* [Data]
====================

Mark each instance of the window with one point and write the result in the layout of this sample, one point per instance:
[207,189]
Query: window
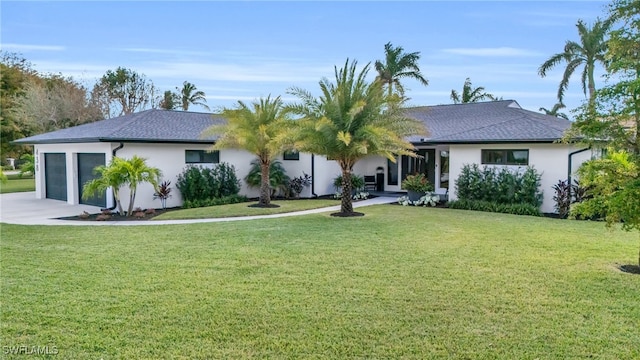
[291,155]
[505,157]
[201,157]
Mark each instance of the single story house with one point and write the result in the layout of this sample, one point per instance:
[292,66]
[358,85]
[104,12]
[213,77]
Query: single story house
[496,133]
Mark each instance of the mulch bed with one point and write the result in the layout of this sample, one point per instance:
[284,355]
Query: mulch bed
[630,269]
[116,217]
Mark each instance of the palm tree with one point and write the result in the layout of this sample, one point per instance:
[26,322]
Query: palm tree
[470,94]
[591,49]
[260,129]
[398,65]
[118,173]
[137,171]
[350,120]
[110,176]
[189,94]
[555,111]
[169,100]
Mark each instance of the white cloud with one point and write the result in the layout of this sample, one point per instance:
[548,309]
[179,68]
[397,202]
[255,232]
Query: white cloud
[163,51]
[27,47]
[495,52]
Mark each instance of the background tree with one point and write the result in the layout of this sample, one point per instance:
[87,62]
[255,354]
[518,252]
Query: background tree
[169,100]
[190,95]
[350,120]
[590,50]
[555,111]
[396,66]
[614,115]
[122,91]
[470,94]
[54,102]
[15,71]
[260,129]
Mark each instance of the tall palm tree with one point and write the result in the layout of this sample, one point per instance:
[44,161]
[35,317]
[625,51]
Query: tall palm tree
[398,65]
[136,172]
[260,129]
[190,95]
[121,172]
[555,111]
[588,51]
[350,120]
[470,94]
[169,100]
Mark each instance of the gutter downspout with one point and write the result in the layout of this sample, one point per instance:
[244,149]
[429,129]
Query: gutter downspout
[313,176]
[113,153]
[571,164]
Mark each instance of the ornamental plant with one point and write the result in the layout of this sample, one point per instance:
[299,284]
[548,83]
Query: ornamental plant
[418,183]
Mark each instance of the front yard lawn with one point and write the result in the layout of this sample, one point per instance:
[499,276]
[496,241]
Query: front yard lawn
[400,282]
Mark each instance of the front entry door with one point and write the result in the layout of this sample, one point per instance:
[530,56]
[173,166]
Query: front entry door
[424,164]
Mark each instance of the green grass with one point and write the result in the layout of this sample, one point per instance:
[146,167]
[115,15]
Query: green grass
[17,184]
[243,209]
[400,282]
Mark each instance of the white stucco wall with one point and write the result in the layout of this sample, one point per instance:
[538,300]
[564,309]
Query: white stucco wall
[170,159]
[550,160]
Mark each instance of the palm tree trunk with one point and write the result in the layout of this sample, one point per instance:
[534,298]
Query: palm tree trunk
[346,206]
[592,84]
[132,199]
[116,195]
[265,188]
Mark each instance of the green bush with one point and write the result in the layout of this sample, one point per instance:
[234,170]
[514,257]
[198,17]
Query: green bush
[231,199]
[197,183]
[357,182]
[489,206]
[500,186]
[278,179]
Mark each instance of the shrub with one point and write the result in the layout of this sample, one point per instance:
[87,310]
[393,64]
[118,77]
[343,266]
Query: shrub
[489,206]
[296,185]
[562,198]
[357,182]
[197,183]
[417,183]
[499,186]
[278,179]
[231,199]
[163,192]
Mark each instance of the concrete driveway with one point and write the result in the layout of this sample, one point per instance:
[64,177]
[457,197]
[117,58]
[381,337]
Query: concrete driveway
[24,209]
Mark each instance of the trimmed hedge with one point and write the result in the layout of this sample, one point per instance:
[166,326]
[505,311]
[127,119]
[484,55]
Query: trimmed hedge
[501,186]
[481,205]
[199,184]
[231,199]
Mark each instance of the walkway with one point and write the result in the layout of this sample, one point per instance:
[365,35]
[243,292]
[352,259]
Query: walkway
[25,209]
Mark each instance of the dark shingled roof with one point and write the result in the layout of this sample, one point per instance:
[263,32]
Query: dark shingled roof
[486,122]
[145,126]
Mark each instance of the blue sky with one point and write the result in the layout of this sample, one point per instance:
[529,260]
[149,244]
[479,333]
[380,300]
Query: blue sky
[244,50]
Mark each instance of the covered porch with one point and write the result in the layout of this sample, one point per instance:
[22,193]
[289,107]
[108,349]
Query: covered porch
[382,175]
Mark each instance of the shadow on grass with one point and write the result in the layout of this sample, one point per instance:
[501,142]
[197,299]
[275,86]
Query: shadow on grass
[630,269]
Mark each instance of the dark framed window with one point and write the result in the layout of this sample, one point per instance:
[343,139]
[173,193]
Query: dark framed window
[291,155]
[505,157]
[201,157]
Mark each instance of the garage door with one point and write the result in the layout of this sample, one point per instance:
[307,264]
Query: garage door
[55,174]
[86,163]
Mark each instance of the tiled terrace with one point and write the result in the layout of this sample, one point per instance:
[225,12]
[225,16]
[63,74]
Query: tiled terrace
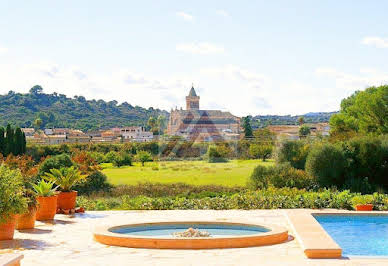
[69,241]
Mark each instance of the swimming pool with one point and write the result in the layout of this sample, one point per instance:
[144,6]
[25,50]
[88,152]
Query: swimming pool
[168,235]
[215,230]
[357,234]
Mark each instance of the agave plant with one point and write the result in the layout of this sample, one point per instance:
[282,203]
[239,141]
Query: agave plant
[65,178]
[44,189]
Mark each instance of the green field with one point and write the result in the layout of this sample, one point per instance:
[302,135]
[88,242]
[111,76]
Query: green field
[232,173]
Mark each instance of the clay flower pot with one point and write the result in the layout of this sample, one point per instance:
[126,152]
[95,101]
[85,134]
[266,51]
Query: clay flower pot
[7,228]
[66,200]
[26,220]
[47,208]
[364,207]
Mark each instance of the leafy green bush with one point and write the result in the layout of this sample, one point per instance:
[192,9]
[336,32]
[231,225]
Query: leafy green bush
[293,151]
[55,162]
[271,198]
[216,155]
[261,177]
[45,189]
[368,160]
[327,164]
[96,182]
[97,156]
[111,156]
[143,157]
[12,200]
[287,176]
[122,159]
[65,178]
[260,151]
[281,175]
[362,199]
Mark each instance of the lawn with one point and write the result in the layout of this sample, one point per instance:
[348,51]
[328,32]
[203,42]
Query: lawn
[232,173]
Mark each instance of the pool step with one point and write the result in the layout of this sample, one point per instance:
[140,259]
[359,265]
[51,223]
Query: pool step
[315,241]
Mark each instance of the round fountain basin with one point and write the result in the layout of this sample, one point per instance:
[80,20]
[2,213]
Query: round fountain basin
[161,235]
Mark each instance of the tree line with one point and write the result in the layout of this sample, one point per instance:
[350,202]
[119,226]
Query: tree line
[12,141]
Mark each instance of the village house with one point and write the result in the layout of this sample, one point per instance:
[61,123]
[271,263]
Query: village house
[292,131]
[202,125]
[137,134]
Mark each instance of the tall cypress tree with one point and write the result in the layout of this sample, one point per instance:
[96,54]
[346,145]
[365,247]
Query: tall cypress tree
[2,141]
[24,143]
[18,142]
[9,140]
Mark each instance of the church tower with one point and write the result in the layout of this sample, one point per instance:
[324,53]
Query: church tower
[192,100]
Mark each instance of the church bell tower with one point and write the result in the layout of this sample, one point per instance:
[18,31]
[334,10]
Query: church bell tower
[192,100]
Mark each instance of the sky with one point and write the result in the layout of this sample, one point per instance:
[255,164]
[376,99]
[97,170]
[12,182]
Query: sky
[246,57]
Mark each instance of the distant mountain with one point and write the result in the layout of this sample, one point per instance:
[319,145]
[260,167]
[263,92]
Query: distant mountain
[264,120]
[57,110]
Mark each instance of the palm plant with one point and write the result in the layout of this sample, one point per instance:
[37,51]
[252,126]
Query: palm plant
[45,189]
[65,178]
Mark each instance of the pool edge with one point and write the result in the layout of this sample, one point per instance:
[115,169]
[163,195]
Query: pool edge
[276,235]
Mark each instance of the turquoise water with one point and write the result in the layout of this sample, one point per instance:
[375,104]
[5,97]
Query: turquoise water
[358,235]
[215,230]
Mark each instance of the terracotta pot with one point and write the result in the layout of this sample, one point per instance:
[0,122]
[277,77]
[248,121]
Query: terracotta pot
[47,208]
[26,220]
[7,228]
[364,207]
[66,200]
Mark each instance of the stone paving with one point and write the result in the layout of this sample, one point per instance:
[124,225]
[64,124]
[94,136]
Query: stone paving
[69,241]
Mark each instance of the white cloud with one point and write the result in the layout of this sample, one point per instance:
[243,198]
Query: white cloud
[222,13]
[185,15]
[376,41]
[202,48]
[351,82]
[234,72]
[3,50]
[230,88]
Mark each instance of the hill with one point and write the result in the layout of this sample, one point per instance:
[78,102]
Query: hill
[264,120]
[57,110]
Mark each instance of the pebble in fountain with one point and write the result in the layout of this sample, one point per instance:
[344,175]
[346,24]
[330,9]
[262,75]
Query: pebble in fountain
[191,232]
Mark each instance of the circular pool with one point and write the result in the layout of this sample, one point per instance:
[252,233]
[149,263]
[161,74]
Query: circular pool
[169,235]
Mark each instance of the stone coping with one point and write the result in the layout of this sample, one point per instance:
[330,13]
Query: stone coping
[315,241]
[10,259]
[276,235]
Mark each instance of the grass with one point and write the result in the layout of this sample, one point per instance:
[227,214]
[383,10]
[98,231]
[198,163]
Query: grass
[232,173]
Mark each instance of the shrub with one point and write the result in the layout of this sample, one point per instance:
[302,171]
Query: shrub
[65,178]
[281,175]
[287,176]
[55,162]
[12,200]
[122,159]
[97,156]
[262,151]
[143,157]
[216,155]
[94,183]
[271,198]
[45,189]
[362,199]
[327,164]
[368,160]
[111,156]
[293,151]
[261,177]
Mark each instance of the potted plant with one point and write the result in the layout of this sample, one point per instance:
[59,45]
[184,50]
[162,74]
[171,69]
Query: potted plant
[363,202]
[66,179]
[47,200]
[27,219]
[12,201]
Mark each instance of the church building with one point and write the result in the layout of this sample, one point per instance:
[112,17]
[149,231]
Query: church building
[202,125]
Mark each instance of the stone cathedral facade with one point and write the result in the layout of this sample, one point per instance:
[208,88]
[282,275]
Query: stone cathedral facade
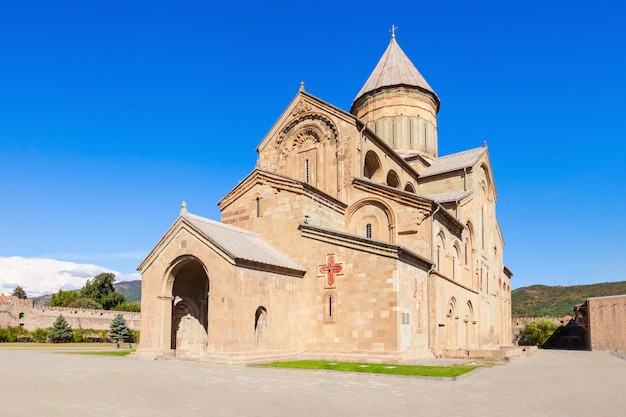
[351,238]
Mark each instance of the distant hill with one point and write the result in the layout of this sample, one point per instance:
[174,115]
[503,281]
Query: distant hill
[543,300]
[130,289]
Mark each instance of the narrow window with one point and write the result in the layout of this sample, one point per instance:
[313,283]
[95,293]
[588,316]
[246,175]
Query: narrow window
[330,306]
[454,267]
[465,252]
[482,226]
[307,177]
[330,302]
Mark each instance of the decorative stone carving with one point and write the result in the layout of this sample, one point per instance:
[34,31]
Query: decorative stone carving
[301,107]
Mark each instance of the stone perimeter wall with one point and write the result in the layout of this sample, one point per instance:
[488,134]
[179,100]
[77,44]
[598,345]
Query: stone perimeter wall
[518,323]
[24,313]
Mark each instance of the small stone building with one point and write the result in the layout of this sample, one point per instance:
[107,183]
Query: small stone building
[604,322]
[351,238]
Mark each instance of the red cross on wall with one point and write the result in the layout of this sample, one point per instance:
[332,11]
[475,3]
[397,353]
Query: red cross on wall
[330,269]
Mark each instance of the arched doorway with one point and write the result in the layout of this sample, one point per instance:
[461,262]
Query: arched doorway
[190,298]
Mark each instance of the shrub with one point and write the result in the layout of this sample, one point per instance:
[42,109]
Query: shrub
[537,332]
[85,303]
[61,331]
[132,307]
[135,334]
[41,335]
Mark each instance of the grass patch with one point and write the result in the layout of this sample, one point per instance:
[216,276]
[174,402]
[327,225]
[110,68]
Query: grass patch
[376,368]
[103,352]
[56,346]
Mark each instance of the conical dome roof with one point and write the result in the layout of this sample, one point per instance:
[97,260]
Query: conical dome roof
[394,68]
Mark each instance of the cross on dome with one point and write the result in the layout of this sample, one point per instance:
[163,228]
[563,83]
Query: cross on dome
[393,31]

====================

* [Written problem]
Copy out the records above word for word, starting at the line that contains "Mark each instance of the conical" and ending with the last line of the records.

* [Full response]
Mark each instance of the conical dome roof with one point and write the result in the layout of this sample, one point per instance:
[97,260]
Query: conical dome roof
[394,68]
Mark each instance of the cross on dome with one point and write the result in the layout of this sample, one point per instance:
[163,228]
[563,83]
Query: cross on dome
[393,31]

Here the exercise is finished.